** Set problem **
Please put the rows below into a JSON list of strings, one string per line and blank lines left out, covering only the part that opens with the line containing "car with blue" and runs through the last of the rows.
--
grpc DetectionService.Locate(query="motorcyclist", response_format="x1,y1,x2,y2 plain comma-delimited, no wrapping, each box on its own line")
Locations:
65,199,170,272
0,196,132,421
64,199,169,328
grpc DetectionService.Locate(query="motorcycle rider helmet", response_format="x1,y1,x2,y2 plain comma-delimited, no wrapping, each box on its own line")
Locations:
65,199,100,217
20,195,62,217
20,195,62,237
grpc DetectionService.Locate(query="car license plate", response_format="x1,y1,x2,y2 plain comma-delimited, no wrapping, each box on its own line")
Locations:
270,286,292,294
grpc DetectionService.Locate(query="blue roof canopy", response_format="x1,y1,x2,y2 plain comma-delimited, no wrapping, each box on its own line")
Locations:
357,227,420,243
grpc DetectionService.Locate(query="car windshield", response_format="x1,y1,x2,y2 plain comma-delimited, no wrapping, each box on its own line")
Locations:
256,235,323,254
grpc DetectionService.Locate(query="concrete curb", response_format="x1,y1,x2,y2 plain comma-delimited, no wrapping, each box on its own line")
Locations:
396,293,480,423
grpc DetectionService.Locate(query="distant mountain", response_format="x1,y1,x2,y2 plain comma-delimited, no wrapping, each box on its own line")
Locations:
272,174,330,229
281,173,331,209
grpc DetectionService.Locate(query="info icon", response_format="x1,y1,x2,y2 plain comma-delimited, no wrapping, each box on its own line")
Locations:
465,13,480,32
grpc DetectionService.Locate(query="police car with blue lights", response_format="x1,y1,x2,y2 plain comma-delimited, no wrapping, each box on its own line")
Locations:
--
** Task answer **
[
  "grpc DetectionService.Locate(query=\"police car with blue lights\", response_format=\"x1,y1,x2,y2 plain comma-delimited, no wrapping, each box on its own line\")",
  "Locations:"
]